ACTION ITEM
Tally the lines below that contain "provide". The number is the whole answer.

(Collected data entries)
····················

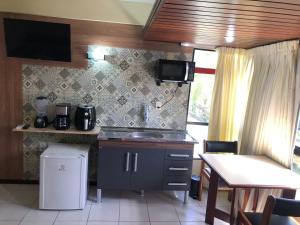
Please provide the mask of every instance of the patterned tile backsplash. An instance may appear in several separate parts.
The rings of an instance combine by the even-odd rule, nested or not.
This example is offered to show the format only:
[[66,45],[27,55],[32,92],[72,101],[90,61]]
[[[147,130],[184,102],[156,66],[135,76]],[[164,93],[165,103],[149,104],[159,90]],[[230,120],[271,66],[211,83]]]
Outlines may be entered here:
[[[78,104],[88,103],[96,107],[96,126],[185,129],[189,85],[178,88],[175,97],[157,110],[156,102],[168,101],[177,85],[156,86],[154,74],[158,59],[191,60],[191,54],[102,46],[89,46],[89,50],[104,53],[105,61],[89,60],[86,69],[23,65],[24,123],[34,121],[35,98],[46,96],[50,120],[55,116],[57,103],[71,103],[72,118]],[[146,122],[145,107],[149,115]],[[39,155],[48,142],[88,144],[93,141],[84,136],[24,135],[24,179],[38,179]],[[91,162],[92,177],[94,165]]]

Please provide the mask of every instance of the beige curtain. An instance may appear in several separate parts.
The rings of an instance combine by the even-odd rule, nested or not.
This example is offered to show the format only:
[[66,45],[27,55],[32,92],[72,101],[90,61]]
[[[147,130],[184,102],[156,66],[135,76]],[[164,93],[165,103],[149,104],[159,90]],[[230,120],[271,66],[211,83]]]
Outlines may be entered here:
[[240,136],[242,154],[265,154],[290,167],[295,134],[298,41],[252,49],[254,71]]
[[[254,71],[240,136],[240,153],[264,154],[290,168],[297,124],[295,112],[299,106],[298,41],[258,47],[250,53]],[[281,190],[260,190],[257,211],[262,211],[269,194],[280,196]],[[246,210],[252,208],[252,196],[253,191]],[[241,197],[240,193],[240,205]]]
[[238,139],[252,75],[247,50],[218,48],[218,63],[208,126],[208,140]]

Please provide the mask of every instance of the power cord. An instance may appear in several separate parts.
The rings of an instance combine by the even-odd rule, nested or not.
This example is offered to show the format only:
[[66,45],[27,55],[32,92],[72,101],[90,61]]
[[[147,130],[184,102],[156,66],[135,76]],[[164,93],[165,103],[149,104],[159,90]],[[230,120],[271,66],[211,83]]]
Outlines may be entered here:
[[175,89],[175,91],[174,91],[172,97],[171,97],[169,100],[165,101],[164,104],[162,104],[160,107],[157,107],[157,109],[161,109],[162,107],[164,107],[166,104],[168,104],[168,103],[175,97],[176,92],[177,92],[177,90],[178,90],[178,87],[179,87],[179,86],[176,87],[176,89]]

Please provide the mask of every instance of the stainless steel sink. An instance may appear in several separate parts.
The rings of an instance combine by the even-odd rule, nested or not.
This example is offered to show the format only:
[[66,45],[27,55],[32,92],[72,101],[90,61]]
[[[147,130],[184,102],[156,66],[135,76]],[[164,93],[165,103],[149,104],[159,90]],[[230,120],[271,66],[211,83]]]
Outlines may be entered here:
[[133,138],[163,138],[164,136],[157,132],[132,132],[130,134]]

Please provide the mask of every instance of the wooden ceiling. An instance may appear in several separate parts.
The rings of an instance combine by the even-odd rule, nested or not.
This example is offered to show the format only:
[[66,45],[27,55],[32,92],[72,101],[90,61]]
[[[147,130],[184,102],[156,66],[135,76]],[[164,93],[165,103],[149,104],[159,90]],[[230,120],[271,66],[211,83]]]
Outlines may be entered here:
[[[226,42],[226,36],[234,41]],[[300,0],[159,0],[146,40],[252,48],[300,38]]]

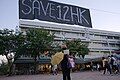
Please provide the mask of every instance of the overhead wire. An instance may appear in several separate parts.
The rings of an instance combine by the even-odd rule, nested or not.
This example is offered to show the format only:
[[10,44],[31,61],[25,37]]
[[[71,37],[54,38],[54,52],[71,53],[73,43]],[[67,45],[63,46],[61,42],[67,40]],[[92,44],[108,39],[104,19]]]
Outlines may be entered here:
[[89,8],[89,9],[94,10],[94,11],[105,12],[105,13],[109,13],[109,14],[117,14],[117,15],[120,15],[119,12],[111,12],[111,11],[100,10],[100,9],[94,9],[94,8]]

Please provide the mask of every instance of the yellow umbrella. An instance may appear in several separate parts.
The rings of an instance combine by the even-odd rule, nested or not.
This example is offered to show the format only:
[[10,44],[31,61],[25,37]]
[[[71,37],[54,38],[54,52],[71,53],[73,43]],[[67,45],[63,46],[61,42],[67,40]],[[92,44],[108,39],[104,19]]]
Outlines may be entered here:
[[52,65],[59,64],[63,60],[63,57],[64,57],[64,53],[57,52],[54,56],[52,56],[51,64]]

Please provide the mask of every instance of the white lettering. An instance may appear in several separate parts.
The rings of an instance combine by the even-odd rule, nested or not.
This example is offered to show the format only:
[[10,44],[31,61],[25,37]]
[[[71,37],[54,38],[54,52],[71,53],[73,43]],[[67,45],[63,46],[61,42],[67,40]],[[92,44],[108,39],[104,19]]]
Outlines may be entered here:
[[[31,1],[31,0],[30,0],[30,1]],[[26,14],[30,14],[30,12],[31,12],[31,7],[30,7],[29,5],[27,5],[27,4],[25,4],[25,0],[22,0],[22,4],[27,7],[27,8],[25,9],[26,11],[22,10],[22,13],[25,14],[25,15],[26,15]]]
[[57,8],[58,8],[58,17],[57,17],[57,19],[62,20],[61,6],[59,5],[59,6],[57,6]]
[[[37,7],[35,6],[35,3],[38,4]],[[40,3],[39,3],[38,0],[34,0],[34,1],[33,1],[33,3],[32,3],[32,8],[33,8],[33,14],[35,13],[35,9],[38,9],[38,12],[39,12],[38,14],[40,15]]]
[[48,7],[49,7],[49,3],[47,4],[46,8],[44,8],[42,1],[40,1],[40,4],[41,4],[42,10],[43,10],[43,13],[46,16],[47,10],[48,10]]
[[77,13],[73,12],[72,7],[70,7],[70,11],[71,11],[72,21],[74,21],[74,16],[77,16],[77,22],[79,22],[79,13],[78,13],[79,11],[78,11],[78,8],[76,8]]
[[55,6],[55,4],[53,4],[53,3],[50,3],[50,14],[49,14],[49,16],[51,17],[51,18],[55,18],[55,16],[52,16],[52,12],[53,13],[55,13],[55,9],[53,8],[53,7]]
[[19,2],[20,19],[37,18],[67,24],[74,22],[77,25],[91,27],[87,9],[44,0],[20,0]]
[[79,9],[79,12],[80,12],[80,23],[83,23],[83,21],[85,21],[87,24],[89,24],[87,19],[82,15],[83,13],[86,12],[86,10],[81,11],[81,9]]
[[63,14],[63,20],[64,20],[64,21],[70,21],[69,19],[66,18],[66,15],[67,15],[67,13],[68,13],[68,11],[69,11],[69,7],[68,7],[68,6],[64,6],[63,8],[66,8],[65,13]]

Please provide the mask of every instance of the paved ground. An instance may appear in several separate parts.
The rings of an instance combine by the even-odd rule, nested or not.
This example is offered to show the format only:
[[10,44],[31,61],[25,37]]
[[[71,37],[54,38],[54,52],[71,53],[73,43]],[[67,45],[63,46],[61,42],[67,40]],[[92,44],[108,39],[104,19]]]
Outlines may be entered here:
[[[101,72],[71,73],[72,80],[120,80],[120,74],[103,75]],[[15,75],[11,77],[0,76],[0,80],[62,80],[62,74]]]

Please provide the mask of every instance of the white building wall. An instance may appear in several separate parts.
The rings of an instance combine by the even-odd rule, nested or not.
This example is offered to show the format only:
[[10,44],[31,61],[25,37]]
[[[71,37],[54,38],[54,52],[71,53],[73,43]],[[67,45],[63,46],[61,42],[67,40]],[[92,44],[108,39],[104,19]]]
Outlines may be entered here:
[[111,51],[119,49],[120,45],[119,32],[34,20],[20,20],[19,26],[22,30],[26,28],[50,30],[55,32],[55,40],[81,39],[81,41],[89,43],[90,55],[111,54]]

····················

RESULT BELOW
10